* What is asked
Copy out each line below that contains the word "jacket".

* Dataset records
--*--

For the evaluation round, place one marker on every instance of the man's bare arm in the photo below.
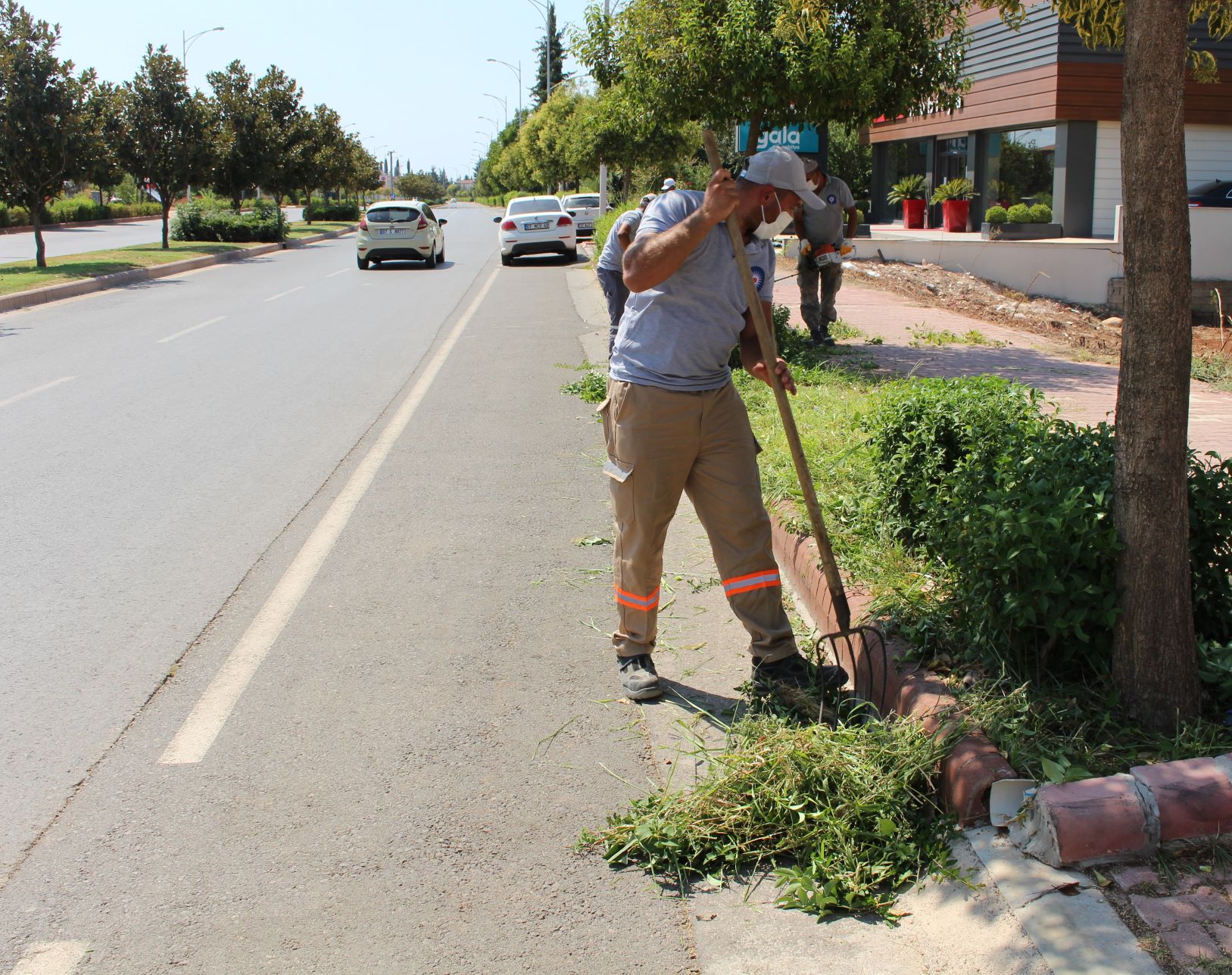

--*--

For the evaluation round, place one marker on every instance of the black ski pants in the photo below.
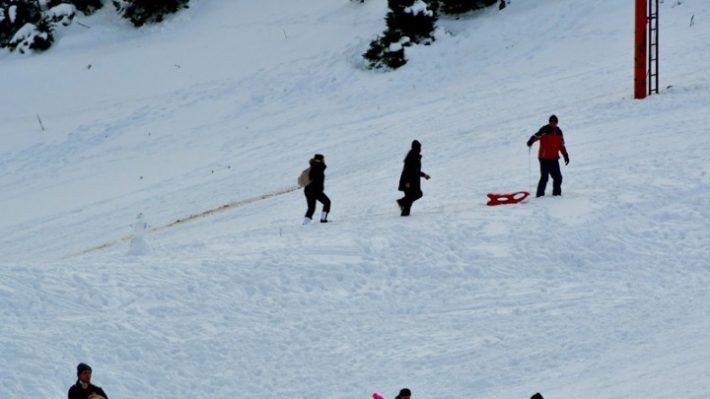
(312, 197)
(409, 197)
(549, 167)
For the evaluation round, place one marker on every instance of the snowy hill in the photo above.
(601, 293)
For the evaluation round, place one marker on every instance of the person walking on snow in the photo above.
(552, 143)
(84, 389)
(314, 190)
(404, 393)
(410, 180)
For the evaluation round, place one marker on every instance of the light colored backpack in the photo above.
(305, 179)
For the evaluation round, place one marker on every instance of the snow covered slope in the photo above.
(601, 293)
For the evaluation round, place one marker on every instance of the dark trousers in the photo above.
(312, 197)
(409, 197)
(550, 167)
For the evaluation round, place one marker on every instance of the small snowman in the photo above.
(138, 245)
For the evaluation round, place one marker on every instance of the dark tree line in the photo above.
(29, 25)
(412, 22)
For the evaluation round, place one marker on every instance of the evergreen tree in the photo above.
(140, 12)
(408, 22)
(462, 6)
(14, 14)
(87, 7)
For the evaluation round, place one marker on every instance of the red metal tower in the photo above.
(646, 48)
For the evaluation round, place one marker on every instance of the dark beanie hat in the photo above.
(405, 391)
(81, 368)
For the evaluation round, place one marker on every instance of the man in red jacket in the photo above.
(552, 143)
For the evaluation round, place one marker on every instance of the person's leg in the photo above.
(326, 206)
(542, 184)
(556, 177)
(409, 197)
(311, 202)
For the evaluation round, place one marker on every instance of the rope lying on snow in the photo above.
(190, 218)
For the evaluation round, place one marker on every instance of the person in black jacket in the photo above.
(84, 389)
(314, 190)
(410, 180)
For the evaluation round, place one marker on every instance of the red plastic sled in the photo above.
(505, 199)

--*--

* Answer to the exercise
For the evaluation round, place one marker on every instance of the man in red jacket in the photo above.
For the evaluation round, place one marker on every instance of the person in black jacket in the photo above.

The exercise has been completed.